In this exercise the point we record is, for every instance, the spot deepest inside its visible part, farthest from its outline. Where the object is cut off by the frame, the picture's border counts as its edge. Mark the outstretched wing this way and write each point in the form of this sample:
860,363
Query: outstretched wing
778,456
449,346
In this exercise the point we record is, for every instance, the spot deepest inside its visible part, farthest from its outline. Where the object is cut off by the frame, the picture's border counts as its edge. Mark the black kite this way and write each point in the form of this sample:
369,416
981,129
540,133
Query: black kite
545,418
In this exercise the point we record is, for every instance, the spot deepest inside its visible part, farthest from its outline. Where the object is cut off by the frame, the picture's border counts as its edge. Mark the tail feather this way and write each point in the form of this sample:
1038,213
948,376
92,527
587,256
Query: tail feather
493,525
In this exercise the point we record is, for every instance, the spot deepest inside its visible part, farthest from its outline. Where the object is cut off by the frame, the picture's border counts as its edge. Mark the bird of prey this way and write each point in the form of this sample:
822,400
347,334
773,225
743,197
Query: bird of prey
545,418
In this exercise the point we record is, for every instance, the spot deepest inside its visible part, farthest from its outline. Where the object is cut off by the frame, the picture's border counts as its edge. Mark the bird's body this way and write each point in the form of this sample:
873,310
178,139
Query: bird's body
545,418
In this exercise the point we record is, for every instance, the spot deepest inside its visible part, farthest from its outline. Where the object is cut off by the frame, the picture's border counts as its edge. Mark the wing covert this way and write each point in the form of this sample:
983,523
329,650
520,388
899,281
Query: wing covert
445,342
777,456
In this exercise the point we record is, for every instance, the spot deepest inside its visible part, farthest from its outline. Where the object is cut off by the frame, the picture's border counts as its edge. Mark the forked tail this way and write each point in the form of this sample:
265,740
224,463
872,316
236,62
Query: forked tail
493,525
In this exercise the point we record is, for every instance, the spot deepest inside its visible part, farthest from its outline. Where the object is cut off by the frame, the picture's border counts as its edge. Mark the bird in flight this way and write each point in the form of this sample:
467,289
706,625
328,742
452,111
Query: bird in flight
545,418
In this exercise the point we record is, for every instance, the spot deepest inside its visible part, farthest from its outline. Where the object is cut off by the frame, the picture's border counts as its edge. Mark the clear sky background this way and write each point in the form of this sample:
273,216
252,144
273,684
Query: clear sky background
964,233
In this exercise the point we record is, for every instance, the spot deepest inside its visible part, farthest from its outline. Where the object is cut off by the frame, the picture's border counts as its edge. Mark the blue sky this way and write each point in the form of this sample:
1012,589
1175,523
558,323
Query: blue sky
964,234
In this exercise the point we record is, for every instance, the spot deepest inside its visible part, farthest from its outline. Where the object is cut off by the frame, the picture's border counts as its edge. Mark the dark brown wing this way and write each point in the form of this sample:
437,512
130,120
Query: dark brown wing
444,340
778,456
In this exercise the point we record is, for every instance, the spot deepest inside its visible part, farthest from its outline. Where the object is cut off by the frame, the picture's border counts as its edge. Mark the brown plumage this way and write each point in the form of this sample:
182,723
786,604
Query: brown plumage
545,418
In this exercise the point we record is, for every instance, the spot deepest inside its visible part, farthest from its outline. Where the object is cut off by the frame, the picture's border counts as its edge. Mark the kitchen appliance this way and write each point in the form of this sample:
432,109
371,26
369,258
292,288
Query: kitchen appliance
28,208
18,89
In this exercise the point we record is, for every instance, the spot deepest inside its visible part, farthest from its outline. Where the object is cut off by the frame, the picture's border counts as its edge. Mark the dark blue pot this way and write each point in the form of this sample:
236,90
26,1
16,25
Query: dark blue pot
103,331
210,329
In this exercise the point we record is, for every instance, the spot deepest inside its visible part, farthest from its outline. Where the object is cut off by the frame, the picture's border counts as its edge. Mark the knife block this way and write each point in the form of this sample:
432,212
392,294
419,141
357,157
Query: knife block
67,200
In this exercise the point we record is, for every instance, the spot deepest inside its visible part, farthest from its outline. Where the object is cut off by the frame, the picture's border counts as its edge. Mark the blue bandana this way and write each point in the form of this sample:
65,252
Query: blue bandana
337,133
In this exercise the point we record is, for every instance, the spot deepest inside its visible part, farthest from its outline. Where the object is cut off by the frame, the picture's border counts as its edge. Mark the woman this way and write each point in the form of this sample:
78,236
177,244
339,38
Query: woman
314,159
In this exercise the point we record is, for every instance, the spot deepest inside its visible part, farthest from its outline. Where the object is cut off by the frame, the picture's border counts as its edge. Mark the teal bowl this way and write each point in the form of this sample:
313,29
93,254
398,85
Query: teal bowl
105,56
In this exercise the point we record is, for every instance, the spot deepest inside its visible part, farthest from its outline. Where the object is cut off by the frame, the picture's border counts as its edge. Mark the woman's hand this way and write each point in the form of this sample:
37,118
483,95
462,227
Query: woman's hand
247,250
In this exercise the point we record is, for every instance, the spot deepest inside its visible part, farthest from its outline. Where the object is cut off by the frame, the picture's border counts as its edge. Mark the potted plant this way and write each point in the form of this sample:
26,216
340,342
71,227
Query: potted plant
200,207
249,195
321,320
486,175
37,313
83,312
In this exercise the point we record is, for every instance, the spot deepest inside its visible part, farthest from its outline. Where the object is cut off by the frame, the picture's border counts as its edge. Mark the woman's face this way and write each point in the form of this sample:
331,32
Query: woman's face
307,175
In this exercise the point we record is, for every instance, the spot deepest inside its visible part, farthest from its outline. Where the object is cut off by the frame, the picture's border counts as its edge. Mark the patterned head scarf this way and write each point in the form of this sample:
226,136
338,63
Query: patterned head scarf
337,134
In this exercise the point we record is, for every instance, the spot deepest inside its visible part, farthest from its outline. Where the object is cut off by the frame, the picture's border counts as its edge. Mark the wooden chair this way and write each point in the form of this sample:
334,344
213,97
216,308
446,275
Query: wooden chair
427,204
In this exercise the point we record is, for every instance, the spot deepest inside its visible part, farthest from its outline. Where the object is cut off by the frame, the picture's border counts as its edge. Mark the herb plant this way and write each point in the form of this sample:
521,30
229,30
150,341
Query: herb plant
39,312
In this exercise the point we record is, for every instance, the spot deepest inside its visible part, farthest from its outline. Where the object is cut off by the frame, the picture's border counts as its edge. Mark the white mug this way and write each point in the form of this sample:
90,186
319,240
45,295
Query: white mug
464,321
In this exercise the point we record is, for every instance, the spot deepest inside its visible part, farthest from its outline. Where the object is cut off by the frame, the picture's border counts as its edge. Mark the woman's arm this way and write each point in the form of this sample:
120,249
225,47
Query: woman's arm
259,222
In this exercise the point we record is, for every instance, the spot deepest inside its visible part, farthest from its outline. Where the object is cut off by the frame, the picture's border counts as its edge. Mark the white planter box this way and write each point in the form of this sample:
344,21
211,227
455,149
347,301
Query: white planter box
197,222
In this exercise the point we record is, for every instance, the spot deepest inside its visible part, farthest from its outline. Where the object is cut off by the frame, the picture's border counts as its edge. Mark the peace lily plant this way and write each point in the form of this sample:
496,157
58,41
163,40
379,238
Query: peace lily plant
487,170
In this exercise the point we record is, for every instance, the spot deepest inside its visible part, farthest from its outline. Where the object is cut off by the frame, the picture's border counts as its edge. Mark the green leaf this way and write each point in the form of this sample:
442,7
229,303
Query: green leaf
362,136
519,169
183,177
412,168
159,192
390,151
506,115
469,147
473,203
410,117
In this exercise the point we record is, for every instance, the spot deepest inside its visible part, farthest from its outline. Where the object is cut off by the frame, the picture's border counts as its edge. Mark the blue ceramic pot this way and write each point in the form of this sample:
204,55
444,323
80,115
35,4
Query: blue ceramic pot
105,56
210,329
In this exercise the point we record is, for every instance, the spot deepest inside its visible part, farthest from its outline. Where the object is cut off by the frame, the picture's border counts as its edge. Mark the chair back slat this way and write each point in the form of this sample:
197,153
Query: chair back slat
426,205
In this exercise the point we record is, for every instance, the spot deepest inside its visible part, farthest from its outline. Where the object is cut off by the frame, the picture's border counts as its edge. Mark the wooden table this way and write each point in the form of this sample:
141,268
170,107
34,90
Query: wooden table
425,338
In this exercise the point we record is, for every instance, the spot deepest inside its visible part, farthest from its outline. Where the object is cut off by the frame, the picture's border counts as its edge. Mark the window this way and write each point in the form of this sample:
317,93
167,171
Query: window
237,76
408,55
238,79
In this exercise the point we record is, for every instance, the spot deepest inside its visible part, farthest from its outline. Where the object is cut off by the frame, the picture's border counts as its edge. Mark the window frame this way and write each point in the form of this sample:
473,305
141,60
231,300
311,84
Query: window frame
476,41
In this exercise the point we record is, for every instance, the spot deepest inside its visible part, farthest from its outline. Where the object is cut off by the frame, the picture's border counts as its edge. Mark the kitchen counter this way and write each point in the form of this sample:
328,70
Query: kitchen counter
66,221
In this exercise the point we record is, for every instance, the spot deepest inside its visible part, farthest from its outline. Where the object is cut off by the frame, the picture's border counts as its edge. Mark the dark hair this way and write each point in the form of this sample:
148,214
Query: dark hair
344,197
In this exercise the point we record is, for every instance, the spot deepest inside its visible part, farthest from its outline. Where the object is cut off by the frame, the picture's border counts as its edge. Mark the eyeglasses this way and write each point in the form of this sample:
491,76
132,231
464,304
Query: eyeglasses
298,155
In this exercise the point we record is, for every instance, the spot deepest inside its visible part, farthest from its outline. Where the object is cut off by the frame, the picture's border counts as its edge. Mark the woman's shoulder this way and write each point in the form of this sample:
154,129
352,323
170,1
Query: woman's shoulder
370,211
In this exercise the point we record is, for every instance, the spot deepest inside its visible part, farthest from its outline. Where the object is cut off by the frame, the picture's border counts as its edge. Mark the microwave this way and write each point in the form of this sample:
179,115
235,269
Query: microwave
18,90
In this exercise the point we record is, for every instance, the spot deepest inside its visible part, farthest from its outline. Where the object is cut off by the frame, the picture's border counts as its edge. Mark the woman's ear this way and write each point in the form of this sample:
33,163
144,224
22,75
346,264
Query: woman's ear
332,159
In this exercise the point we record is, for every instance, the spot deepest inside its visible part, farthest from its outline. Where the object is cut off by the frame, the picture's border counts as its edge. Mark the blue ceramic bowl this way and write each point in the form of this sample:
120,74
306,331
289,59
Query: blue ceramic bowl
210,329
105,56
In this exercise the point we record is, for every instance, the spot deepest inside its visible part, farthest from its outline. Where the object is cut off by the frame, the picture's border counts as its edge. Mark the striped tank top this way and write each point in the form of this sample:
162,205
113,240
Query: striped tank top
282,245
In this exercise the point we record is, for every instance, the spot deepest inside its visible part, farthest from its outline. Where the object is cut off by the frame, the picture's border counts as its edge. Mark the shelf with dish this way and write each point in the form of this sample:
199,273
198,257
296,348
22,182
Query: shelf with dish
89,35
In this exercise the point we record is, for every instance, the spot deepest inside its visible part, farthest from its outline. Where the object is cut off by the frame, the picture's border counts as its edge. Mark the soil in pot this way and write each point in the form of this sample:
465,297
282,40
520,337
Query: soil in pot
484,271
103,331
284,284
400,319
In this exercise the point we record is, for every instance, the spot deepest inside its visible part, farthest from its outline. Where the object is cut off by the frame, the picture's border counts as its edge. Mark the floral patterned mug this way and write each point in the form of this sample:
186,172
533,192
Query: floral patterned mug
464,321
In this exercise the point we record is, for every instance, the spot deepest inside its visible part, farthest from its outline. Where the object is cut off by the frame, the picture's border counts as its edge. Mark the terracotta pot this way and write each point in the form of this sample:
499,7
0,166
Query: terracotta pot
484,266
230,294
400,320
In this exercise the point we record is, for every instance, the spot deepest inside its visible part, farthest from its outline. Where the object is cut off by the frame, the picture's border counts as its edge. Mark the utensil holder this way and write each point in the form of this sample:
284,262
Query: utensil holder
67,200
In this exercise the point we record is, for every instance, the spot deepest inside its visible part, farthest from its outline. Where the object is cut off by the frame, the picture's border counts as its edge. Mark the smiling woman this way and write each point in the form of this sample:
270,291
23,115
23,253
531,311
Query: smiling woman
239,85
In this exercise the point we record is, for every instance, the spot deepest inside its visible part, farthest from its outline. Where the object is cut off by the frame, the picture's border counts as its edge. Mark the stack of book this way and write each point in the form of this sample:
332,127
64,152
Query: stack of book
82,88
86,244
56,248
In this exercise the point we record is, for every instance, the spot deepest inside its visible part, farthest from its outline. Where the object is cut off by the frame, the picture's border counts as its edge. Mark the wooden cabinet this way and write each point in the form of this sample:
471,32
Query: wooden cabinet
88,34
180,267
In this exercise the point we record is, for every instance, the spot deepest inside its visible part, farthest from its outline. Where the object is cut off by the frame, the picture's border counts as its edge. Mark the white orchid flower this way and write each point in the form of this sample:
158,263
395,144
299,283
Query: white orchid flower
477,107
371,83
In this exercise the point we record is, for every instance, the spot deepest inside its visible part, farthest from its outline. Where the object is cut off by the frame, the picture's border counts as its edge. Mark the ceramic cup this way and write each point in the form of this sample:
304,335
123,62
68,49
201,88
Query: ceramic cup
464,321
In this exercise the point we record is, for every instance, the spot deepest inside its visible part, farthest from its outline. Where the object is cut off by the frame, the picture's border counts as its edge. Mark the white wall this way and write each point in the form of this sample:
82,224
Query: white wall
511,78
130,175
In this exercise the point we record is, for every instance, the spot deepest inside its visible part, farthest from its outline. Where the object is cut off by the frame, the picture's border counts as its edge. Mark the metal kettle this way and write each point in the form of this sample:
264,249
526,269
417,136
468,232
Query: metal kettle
^^^^^^^^
Quote, without alteration, the final stretch of the entries: the line with "the wooden cabinet" onward to the last line.

In this exercise the point we record is, for every instance, the spot deepest inside its visible part, farthest from its outline. Where the object is cut off by the frame, the picture's border counts as its edge. Mark the wooden cabinet this way and write each point in the form of this sample:
471,32
Query: wooden cabinet
88,34
180,267
In this exercise the point we record is, for every instance, the spot deepest inside its visible part, farthest from its outline. Where the object is cut off by the frame, the picture's border counts as its edge. Mark the white orchid flower this way and write each point in the form of this sample:
158,263
395,144
299,283
Query: white orchid flower
477,107
371,83
In this exercise the point we record is, for every instance, the spot deepest inside its visible part, farthest from its outline. Where the object is cut off by the frame, the picture's border counts as its edge. Mark the ceramic cup this way and write each point in the form of this sample:
304,335
123,62
68,49
201,88
Query: ceramic cup
464,321
In this exercise the point we record is, for every instance, the spot deepest inside its visible part, farthest from its outline. Where the object is cut off by the frame, the picture's border counts as its edge. Mark the white wall this way and write each point in the form of this sample:
82,224
Query: white wall
511,78
130,175
In this exercise the point we record is, for every instance, the spot deepest inside its visible part, farthest from its outline. Where the object is cut off by the frame, the picture's border counts as its edge. Mark the metal kettle this way and write each point in the form of this sample:
264,249
526,269
417,136
468,232
Query: metal kettle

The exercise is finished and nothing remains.